** Exercise inputs follows **

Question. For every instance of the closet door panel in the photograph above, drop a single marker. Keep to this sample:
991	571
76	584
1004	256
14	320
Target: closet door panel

** End of Exercise inputs **

Your instructions:
Word for word, transcribe the entire listing shown above.

Solution to this exercise:
Question. For every instance of the closet door panel in the photograph above, drop a single marker. Keep to this sample:
991	571
76	584
1004	256
14	320
Target: closet door panel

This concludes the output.